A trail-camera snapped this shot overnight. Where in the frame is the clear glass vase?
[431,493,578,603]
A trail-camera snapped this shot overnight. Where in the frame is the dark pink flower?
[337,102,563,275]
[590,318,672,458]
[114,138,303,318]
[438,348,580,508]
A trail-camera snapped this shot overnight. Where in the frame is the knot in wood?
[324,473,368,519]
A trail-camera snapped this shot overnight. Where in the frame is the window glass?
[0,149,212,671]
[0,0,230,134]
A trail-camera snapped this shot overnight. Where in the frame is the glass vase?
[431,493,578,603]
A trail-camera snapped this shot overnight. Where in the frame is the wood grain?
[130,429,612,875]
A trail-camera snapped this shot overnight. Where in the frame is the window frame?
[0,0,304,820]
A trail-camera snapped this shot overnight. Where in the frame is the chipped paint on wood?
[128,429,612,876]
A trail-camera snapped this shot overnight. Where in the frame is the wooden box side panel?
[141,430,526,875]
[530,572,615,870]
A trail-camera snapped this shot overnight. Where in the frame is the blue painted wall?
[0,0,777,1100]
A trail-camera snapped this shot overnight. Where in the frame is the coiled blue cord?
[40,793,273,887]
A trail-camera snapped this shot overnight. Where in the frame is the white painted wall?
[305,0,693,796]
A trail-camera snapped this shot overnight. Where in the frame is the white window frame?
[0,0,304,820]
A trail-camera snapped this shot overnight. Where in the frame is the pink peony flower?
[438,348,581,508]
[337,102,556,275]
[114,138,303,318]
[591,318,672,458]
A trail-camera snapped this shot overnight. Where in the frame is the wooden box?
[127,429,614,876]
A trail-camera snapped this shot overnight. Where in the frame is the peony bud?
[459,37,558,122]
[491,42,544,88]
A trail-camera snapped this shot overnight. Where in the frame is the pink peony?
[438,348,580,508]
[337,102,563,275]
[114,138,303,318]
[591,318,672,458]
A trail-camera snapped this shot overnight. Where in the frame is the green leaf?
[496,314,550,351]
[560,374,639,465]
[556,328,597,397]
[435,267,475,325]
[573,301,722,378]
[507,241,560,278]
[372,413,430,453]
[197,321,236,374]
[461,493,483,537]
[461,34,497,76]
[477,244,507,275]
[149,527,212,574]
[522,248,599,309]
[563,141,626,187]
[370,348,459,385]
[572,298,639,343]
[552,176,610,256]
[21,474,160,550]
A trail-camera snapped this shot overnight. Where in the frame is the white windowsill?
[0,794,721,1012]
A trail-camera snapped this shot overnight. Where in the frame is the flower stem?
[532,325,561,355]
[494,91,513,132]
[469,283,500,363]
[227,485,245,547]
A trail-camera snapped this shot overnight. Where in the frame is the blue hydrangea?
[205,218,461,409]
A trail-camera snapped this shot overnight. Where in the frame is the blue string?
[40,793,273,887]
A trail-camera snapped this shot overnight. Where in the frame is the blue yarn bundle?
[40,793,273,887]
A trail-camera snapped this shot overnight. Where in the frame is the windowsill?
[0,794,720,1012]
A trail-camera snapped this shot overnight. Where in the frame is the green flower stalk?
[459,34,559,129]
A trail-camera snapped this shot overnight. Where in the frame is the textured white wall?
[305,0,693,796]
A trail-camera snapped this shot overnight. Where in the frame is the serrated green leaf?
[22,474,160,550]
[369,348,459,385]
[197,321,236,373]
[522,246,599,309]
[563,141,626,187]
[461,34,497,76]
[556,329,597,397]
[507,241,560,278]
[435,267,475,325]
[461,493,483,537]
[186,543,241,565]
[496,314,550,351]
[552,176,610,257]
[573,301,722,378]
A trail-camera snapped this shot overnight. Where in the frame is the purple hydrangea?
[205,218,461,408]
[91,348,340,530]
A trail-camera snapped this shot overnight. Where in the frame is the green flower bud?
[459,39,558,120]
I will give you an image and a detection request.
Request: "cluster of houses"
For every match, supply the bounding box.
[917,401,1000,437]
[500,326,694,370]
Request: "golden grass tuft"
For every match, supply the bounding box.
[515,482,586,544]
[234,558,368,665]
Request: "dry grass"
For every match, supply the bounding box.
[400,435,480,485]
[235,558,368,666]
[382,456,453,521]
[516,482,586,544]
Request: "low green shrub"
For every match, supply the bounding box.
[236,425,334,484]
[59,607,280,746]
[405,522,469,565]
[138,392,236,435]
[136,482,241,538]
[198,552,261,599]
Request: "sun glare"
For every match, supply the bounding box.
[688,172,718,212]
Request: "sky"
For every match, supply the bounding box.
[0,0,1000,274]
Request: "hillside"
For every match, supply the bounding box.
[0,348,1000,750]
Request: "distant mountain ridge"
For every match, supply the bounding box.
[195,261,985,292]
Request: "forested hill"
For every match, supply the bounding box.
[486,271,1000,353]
+ + +
Work instructions —
Arrange every line of the listing above into a Markdown table with two columns, Row and Listing Line. Number the rows in order and skip any blank lines.

Response to the task —
| Row | Listing Line |
|---|---|
| 1 | A trail-camera snapped this shot overnight. Where in the frame is the clear glass vase? |
| 2 | [431,493,578,603] |
| 3 | A trail-camera snapped this shot overnight. Where in the frame is the dark pink flower? |
| 4 | [337,102,563,275] |
| 5 | [590,318,672,458] |
| 6 | [114,138,303,318] |
| 7 | [438,348,580,508] |
| 8 | A trail-camera snapped this shot overnight. Where in the frame is the knot in wood? |
| 9 | [324,473,368,519] |
| 10 | A trail-camera snapped this shot overnight. Where in the frame is the window glass? |
| 11 | [0,149,212,671] |
| 12 | [0,0,230,134] |
| 13 | A trail-camera snapped this shot overnight. Where in the frame is the glass vase? |
| 14 | [431,493,578,603] |
| 15 | A trail-camera snapped this shot overnight. Where in the frame is the wood grain? |
| 16 | [130,429,612,875] |
| 17 | A trail-camera snapped this shot overnight. Where in the frame is the window frame? |
| 18 | [0,0,304,820] |
| 19 | A trail-camera snapped this shot overnight. Where in the frame is the chipped paint on wood? |
| 20 | [128,429,612,876] |
| 21 | A trail-camera snapped this shot overnight. Where in the frame is the wooden box side panel? |
| 22 | [141,430,526,875] |
| 23 | [530,572,615,870] |
| 24 | A trail-camera snapped this shot overnight. Where in the frame is the blue painted wall? |
| 25 | [0,0,777,1100] |
| 26 | A trail-camera snapped this shot overnight. Where in the frame is the coiled blue cord? |
| 27 | [40,793,273,887] |
| 28 | A trail-camera snapped this shot overnight. Where in the frame is the white painted wall? |
| 29 | [305,0,693,796] |
| 30 | A trail-camera snapped this shot overnight. Where in the frame is the white window frame? |
| 31 | [0,0,304,820] |
| 32 | A trail-camera snapped this shot overnight. Where in the frame is the pink peony flower? |
| 33 | [438,348,581,508] |
| 34 | [337,102,556,275] |
| 35 | [114,138,303,318] |
| 36 | [591,318,672,458] |
| 37 | A trail-camera snapped this shot overnight. Where in the frame is the wooden box? |
| 38 | [127,429,614,876] |
| 39 | A trail-camera snapped this shot overnight. Where in the frame is the peony bud? |
| 40 | [459,37,558,122] |
| 41 | [491,42,544,88] |
| 42 | A trail-camera snapped this shot overnight. Where in the frame is the pink peony? |
| 43 | [438,348,580,508] |
| 44 | [337,102,563,275] |
| 45 | [114,138,303,318] |
| 46 | [591,318,672,458] |
| 47 | A trail-camera snapped this shot overnight. Where in the frame is the green leaf? |
| 48 | [496,314,550,351] |
| 49 | [560,374,639,465] |
| 50 | [556,328,597,397] |
| 51 | [435,267,475,325] |
| 52 | [573,301,722,378] |
| 53 | [507,241,560,278] |
| 54 | [372,413,430,453] |
| 55 | [197,321,236,374] |
| 56 | [461,493,483,537] |
| 57 | [461,34,497,76] |
| 58 | [477,244,507,275] |
| 59 | [149,527,212,574] |
| 60 | [522,248,599,309] |
| 61 | [563,141,626,187] |
| 62 | [370,348,459,385] |
| 63 | [572,298,639,343] |
| 64 | [552,176,610,256] |
| 65 | [21,474,160,550] |
| 66 | A trail-camera snapped this shot overnight. Where in the frame is the white windowsill? |
| 67 | [0,794,721,1012] |
| 68 | A trail-camera snapped this shot overnight. Where in the frame is the flower stem? |
| 69 | [532,325,561,355] |
| 70 | [494,91,513,132] |
| 71 | [469,283,500,363] |
| 72 | [227,485,245,547] |
| 73 | A trail-camera snapped this shot overnight. Where in the frame is the blue hydrangea? |
| 74 | [205,218,461,409] |
| 75 | A trail-camera snapped this shot overnight. Where in the frame is the blue string? |
| 76 | [40,793,273,887] |
| 77 | A trail-camera snapped this shot overnight. Where in the frame is the blue yarn bundle? |
| 78 | [40,793,273,887] |
| 79 | A trail-camera snapped this shot overnight. Where in the frame is the windowsill? |
| 80 | [0,794,720,1012] |
| 81 | A trail-camera snapped this shot overnight. Where in the frame is the green flower stalk? |
| 82 | [459,34,559,129] |
| 83 | A trail-camera snapped this shot overnight. Where in the frame is the textured white wall? |
| 84 | [305,0,693,796] |
| 85 | A trail-camera snapped this shot overnight. Where in the frame is the serrated green leaf? |
| 86 | [22,474,160,550] |
| 87 | [369,348,459,385] |
| 88 | [197,321,236,373] |
| 89 | [522,246,599,309] |
| 90 | [563,141,626,187] |
| 91 | [461,34,497,76] |
| 92 | [556,329,597,397] |
| 93 | [507,241,560,278] |
| 94 | [435,267,475,325] |
| 95 | [461,493,483,537] |
| 96 | [186,543,241,565] |
| 97 | [496,314,550,351] |
| 98 | [552,176,610,257] |
| 99 | [573,301,722,378] |
| 100 | A trail-camera snapped this shot overnight. Where in the frame is the purple hydrangea? |
| 101 | [205,218,461,408] |
| 102 | [91,348,340,530] |
| 103 | A trail-camera snapped this shot overnight. Where in the frame is the green flower bud? |
| 104 | [459,39,558,120] |
| 105 | I will give you an image and a detection request. |
| 106 | Request: "cluster of houses" |
| 107 | For every match, supply the bounding box. |
| 108 | [917,401,1000,437] |
| 109 | [500,326,694,370] |
| 110 | Request: "golden grass tuft" |
| 111 | For every match, supply the bounding box. |
| 112 | [515,482,586,544] |
| 113 | [234,558,368,665] |
| 114 | Request: "dry grass" |
| 115 | For every match, supply the bounding box. |
| 116 | [400,435,480,485] |
| 117 | [235,558,368,666] |
| 118 | [382,456,453,521] |
| 119 | [516,482,586,544] |
| 120 | Request: "low green shrub" |
| 121 | For every match, supply the bounding box. |
| 122 | [236,425,334,484] |
| 123 | [59,607,280,746] |
| 124 | [405,522,469,565] |
| 125 | [138,392,236,435] |
| 126 | [136,482,241,538] |
| 127 | [198,552,261,599] |
| 128 | Request: "sun glare" |
| 129 | For every match, supply the bounding box. |
| 130 | [688,172,718,212] |
| 131 | Request: "sky" |
| 132 | For every match, supply the bounding box. |
| 133 | [0,0,1000,274] |
| 134 | Request: "hillside" |
| 135 | For every match, supply the bounding box. |
| 136 | [0,348,1000,750] |
| 137 | Request: "distant mountain ridge" |
| 138 | For every match, supply the bounding box. |
| 139 | [195,261,985,292] |
| 140 | Request: "forested hill" |
| 141 | For every match, supply the bounding box. |
| 142 | [486,271,1000,353] |